_TASK TO CARRY OUT:_ Which lines in the data below contain the string "rocky", counting case as significant? Pick out each such line and copy it in full.

━━━━━ PROVIDED ENTRIES

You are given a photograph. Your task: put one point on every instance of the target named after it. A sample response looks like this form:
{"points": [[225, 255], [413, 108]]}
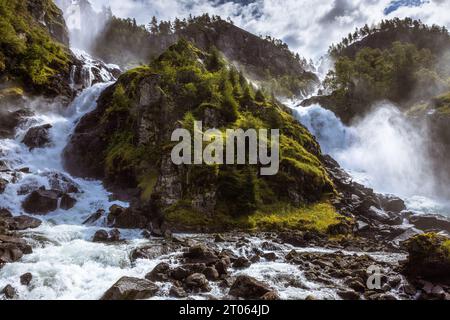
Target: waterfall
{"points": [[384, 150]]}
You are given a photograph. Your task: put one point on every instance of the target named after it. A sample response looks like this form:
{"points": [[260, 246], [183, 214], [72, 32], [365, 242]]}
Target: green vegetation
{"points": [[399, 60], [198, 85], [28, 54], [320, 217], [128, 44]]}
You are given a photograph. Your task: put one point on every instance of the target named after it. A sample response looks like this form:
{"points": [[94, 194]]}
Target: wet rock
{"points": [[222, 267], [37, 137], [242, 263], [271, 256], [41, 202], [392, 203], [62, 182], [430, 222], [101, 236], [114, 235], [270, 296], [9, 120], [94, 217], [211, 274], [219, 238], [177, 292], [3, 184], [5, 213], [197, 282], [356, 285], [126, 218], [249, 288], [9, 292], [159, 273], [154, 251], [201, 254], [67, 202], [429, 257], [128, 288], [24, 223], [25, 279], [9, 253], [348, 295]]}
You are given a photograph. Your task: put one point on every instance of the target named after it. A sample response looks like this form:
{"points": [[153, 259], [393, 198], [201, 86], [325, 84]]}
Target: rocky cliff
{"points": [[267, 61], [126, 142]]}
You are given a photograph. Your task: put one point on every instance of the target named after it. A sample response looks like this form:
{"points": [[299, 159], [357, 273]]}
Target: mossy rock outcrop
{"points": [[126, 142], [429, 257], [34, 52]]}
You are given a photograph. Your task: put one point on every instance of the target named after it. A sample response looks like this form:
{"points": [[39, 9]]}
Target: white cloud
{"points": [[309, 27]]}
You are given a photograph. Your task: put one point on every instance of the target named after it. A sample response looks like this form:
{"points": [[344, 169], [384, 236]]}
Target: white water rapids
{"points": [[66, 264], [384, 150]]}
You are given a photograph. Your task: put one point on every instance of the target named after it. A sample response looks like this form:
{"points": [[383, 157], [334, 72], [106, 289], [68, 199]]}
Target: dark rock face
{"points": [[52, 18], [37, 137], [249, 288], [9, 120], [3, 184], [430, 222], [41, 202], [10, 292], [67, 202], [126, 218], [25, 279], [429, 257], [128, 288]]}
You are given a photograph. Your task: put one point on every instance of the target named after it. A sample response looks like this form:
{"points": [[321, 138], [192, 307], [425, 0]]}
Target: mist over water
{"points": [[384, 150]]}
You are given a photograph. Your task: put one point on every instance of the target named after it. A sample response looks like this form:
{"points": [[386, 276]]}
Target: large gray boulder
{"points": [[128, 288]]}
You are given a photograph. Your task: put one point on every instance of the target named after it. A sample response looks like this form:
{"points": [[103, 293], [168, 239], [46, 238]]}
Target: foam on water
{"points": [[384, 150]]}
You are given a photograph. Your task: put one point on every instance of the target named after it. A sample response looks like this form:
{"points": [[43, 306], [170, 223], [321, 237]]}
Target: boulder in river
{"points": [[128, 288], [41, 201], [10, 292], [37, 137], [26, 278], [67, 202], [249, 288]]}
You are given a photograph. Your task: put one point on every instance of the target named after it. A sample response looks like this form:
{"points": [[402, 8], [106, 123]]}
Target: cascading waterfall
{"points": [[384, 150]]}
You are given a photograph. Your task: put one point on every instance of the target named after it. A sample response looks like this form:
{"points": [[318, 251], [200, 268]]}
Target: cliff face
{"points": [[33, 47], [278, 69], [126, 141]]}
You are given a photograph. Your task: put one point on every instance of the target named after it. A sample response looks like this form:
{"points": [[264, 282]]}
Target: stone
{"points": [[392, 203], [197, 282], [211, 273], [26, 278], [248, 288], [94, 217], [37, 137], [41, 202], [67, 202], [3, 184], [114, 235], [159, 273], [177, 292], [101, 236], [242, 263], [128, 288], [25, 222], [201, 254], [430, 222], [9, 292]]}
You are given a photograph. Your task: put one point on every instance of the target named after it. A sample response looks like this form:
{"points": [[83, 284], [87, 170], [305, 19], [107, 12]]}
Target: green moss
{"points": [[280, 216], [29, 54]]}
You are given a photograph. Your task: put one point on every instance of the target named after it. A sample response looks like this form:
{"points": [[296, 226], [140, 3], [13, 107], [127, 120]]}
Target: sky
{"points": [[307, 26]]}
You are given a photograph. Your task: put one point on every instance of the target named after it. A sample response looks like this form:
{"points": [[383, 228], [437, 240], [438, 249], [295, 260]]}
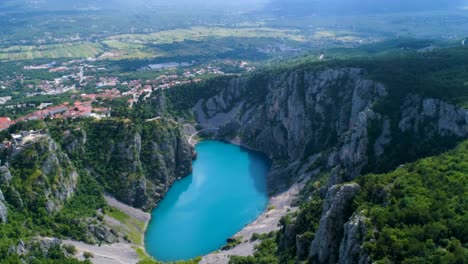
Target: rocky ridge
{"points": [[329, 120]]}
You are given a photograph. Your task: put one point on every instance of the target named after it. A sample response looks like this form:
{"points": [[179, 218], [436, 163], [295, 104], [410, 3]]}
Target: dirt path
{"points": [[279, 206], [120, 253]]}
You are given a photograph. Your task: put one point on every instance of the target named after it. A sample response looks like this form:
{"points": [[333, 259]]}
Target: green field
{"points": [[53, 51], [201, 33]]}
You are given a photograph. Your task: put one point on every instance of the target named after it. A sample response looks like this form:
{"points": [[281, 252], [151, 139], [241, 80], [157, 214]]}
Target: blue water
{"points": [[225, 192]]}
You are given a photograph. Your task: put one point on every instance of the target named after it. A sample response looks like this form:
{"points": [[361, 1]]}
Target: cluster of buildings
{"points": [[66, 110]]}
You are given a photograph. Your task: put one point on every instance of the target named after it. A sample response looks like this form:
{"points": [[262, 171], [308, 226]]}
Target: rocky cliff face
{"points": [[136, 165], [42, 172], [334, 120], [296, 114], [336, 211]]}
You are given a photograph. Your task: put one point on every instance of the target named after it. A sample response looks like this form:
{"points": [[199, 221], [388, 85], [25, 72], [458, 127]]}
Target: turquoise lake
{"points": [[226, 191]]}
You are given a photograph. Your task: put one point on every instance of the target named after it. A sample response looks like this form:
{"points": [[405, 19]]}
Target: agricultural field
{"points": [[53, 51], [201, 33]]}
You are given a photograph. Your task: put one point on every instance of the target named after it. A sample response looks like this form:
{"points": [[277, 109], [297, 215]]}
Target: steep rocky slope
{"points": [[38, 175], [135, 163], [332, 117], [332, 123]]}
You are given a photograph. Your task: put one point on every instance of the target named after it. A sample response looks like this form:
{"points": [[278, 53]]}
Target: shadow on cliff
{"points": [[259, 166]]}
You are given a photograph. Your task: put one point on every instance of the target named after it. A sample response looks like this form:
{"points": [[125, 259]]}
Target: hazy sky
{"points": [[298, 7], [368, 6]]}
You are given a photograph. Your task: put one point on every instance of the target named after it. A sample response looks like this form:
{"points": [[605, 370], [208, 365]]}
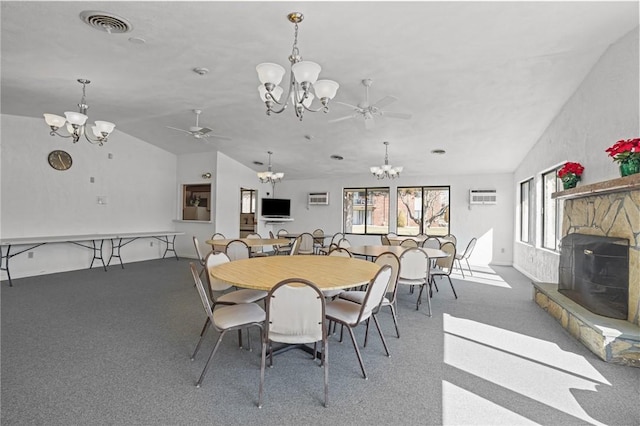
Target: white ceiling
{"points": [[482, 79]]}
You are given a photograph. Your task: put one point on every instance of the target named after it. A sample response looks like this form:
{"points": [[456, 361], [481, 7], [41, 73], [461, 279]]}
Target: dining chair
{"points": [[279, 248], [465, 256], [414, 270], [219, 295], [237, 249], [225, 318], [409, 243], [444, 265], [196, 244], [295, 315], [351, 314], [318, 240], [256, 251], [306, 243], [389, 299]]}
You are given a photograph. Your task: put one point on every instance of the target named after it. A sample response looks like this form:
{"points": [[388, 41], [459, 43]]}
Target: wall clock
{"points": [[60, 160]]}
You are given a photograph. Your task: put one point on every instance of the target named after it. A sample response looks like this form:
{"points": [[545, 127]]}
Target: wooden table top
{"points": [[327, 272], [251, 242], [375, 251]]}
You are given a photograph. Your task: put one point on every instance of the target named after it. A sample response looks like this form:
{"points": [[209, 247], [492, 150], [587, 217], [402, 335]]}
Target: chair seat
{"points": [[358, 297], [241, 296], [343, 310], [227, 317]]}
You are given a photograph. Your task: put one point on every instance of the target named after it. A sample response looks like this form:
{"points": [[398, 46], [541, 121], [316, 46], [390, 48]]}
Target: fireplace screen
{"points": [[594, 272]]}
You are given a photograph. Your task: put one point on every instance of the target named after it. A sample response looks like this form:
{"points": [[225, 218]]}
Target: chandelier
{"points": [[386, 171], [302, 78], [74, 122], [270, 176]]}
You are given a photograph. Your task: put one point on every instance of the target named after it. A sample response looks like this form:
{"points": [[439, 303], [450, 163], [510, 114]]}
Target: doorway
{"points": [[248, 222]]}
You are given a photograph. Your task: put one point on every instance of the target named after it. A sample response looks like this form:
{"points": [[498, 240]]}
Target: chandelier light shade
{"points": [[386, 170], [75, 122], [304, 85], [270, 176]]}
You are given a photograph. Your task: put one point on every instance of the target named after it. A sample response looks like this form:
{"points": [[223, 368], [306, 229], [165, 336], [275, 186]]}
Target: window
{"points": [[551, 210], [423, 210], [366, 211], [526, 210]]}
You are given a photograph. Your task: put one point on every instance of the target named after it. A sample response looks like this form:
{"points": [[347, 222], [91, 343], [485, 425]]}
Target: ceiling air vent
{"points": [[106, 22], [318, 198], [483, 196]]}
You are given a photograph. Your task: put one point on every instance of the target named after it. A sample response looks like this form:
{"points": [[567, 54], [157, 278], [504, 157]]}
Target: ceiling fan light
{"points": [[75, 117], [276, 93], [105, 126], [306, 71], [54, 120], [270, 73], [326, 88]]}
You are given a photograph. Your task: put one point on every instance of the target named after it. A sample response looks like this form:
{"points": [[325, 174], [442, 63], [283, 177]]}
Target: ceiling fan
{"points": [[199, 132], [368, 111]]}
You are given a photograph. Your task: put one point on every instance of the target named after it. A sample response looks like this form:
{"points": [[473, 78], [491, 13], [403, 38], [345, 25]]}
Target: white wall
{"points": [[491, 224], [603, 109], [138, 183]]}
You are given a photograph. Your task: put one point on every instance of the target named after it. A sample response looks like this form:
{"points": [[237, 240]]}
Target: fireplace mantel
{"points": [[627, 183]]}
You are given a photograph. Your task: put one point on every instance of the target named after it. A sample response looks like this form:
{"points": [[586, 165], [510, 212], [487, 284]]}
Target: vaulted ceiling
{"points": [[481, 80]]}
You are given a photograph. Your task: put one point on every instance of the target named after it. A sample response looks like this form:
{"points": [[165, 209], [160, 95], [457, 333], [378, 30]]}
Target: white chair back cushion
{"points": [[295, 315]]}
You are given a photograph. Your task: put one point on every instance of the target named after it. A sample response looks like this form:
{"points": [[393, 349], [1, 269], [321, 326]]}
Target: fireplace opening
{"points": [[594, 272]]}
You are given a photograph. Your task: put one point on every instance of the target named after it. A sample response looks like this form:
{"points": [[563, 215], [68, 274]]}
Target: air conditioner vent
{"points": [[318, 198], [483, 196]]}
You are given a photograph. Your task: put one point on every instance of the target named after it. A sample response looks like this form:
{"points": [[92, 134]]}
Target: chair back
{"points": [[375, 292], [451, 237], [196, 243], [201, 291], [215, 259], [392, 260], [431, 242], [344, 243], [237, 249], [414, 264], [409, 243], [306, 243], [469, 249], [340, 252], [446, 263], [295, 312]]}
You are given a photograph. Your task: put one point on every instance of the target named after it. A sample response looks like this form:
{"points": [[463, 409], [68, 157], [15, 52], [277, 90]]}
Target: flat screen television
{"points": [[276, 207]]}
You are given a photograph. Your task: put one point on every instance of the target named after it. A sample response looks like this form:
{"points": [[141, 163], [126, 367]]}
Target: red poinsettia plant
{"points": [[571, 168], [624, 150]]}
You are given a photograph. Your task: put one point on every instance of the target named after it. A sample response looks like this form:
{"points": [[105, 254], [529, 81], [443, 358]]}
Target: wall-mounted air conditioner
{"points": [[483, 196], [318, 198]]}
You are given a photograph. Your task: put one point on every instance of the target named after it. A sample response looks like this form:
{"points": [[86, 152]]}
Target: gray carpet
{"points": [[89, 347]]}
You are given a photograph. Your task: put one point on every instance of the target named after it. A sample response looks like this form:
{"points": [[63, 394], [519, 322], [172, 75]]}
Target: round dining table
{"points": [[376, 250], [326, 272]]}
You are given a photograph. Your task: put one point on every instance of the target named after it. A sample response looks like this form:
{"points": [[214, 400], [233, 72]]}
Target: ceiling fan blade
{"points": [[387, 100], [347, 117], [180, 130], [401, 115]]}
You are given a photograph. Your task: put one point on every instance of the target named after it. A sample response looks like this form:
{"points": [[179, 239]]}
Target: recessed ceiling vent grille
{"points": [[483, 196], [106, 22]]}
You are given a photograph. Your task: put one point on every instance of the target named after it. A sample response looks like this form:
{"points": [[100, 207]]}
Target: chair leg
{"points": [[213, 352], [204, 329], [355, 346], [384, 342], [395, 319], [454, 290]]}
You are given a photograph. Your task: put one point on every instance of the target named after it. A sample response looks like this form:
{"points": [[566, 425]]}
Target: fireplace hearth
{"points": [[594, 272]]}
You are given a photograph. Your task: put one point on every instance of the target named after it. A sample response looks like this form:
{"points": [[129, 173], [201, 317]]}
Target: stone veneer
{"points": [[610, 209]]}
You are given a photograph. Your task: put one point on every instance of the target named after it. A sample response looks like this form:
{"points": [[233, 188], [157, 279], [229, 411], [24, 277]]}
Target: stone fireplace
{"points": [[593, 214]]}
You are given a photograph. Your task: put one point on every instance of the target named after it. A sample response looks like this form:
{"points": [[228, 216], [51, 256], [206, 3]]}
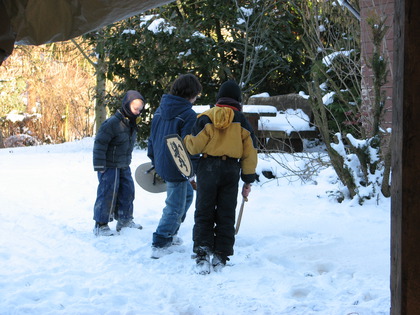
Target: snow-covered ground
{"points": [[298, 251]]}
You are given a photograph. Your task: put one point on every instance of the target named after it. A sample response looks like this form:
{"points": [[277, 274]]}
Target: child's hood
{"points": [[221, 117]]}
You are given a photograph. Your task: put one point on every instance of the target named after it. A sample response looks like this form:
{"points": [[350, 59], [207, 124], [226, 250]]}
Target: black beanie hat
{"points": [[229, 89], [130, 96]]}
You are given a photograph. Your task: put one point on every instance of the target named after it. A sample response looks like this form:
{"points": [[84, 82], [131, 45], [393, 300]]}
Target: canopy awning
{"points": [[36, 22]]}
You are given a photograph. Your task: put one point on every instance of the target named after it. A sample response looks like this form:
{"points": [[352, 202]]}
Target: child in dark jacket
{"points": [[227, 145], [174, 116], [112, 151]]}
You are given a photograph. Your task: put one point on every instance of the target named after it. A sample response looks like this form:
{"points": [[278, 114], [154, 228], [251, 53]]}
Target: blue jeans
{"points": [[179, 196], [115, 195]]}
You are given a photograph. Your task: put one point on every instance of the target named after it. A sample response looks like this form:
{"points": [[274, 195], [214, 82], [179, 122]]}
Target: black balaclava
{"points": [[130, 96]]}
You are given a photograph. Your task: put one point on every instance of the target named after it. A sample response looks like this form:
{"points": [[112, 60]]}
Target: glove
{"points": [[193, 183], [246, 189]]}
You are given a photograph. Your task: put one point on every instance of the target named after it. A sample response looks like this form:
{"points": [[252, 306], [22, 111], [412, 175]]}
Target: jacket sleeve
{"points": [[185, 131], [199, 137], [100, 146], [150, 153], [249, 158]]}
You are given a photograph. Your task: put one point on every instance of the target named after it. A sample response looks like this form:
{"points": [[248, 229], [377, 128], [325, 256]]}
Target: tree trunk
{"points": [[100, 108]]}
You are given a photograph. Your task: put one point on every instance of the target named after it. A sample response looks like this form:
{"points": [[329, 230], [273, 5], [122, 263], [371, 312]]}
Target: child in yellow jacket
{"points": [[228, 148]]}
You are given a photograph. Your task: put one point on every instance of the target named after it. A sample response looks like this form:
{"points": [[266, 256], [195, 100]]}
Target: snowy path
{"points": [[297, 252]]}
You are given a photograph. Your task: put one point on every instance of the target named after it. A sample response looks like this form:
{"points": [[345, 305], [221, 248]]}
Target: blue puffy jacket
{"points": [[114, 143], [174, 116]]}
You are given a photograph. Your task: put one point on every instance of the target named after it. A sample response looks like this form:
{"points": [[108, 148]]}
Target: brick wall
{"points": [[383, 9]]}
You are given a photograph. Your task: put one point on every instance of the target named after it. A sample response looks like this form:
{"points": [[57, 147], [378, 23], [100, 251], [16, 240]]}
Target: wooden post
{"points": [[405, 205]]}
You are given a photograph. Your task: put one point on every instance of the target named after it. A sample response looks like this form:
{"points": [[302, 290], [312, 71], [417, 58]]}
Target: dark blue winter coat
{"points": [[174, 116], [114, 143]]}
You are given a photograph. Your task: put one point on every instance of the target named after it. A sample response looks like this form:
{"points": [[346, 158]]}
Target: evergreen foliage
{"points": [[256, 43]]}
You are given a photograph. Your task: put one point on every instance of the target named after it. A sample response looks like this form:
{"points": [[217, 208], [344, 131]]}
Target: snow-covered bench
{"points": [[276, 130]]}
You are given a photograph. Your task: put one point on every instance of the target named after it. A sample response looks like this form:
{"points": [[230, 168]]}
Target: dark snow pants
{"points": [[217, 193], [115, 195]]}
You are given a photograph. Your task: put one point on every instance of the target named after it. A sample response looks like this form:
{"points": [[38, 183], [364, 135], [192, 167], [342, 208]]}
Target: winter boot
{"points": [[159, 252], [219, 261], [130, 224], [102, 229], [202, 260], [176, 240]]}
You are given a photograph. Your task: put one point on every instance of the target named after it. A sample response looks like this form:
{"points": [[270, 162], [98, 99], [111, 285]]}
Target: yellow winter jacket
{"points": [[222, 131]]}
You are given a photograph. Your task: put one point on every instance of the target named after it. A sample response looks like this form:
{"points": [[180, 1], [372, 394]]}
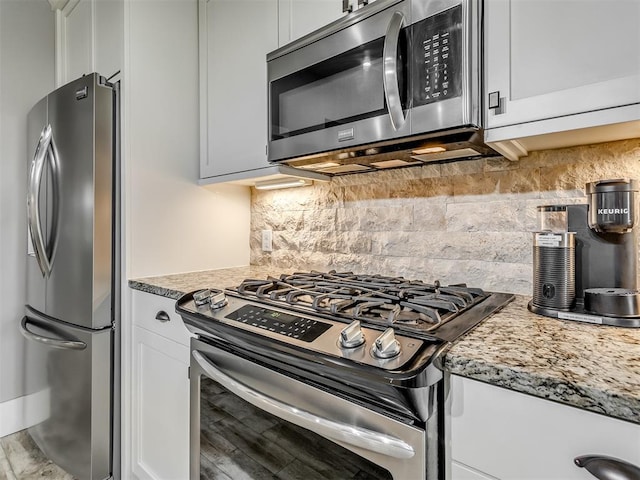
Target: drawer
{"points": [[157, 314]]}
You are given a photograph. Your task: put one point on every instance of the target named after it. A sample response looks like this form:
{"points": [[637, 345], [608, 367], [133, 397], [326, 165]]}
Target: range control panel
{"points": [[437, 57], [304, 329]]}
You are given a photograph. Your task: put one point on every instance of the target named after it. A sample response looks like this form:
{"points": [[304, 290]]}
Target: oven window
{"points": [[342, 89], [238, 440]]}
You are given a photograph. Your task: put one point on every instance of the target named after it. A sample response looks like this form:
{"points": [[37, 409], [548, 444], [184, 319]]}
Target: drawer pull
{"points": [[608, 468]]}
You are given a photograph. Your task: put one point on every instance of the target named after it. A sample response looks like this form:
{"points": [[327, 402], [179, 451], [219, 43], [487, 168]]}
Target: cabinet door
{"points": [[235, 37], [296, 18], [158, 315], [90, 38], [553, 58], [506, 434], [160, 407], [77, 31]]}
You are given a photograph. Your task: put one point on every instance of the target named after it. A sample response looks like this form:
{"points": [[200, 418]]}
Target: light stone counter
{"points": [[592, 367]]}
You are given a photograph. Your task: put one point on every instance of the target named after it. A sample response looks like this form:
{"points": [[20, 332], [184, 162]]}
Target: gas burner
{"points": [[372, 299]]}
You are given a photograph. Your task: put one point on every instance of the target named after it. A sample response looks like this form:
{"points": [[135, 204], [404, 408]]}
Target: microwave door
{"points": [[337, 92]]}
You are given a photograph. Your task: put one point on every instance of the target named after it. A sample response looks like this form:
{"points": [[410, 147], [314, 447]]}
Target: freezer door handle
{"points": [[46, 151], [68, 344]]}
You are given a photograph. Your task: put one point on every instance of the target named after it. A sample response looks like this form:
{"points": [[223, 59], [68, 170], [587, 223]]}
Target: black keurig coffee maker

━━━━━━━━━━

_WRITTEN ANSWER:_
Target: rocky cliff
Target: rocky ridge
Target: rocky cliff face
Target: steep rocky slope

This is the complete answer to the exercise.